[[ GIVEN TEXT open ]]
Resuscitation-promoting Factors Reveal an Occult Population of Tubercle Bacilli in Sputum

Galina V. Mukamolova1, Obolbek Turapov1, Joanne Malkin1,2, Gerrit Woltmann3 and Michael R. Barer1,2

1 Department of Infection, Immunity, and Inflammation, University of Leicester; and 2 Department of Microbiology and 3 Department of Respiratory Medicine, University Hospitals of Leicester, Leicester, United Kingdom

Correspondence and requests for reprints should be addressed to Galina V. Mukamolova, Ph.D., Department of Infection, Immunity, and Inflammation, University of Leicester, Leicester, LE1 9HN UK. E-mail: gvm4{at}le.ac.uk

Rationale: Resuscitation-promoting factors (Rpfs) are a family of secreted proteins produced by Mycobacterium tuberculosis (Mtb) that stimulate mycobacterial growth. Although mouse infection studies show that they support bacterial survival and disease reactivation, it is currently unknown whether Rpfs influence human infection. We hypothesized that tuberculous sputum might include a population of Rpf-dependent Mtb cells.

Objectives: To determine whether Rpf-dependent Mtb cells are present in human sputum and explore the impact of chemotherapy on this population.
[[ GIVEN TEXT closed ]]
[[ DATA RECORDS open ]]
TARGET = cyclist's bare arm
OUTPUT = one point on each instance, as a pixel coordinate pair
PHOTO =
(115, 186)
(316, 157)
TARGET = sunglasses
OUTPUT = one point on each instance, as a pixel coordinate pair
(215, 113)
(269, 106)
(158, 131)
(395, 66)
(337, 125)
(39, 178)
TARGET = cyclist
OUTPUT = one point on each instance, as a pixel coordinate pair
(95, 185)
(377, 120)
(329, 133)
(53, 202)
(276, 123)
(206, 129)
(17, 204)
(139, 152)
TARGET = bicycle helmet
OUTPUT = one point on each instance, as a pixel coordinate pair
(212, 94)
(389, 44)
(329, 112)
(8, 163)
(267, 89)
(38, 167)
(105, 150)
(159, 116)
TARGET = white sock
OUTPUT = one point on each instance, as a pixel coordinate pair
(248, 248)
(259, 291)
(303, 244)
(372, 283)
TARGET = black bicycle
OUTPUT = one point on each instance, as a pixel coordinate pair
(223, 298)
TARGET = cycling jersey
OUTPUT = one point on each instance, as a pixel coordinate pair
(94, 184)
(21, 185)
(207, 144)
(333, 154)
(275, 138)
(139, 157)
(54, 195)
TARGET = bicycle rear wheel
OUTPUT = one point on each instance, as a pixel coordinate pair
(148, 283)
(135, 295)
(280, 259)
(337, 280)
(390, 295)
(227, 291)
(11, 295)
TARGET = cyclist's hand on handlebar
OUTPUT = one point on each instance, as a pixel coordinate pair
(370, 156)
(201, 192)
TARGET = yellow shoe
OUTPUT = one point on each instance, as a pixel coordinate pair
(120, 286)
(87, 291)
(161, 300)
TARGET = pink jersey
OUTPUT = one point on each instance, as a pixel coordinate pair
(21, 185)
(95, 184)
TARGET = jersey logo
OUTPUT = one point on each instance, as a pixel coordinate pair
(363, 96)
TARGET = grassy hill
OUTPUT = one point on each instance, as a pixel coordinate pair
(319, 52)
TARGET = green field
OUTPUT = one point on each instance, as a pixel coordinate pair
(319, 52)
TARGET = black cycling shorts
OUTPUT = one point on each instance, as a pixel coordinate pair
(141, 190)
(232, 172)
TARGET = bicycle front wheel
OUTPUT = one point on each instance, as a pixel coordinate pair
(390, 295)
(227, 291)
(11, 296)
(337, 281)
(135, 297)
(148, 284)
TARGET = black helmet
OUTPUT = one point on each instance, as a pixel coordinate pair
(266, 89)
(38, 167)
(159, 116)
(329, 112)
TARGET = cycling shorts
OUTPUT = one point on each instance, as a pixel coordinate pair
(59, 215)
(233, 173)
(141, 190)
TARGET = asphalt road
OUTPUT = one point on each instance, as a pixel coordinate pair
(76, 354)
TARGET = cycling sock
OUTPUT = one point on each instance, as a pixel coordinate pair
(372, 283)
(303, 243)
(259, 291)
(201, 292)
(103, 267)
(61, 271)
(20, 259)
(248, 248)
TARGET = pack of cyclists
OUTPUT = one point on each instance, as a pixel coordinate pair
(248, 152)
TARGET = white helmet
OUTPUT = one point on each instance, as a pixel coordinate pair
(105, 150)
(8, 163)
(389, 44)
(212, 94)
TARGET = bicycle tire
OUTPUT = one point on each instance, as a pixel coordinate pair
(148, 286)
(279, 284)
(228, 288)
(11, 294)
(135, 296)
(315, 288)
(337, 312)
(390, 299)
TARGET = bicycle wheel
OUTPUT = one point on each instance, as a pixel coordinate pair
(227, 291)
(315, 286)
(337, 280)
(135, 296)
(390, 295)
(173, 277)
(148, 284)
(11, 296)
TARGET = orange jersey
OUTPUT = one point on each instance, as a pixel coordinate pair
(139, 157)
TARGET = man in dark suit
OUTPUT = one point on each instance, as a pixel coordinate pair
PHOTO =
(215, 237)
[[ DATA RECORDS closed ]]
▶ **TASK TO COMPLETE**: For each statement, answer yes or no according to the text on resuscitation-promoting factors, and quote the words from it that decide the answer. 1. Rpfs are proteins made by Mycobacterium tuberculosis that stimulate mycobacterial growth. 2. It has already been shown that Rpfs influence human infection. 3. One objective is to explore how chemotherapy affects the population of Rpf-dependent Mtb cells. The records have no connection to the text on resuscitation-promoting factors.

▶ **SOLUTION**:
1. Yes: "a family of secreted proteins produced by Mycobacterium tuberculosis (Mtb) that stimulate mycobacterial growth"
2. No: "it is currently unknown whether Rpfs influence human infection"
3. Yes: "explore the impact of chemotherapy on this population"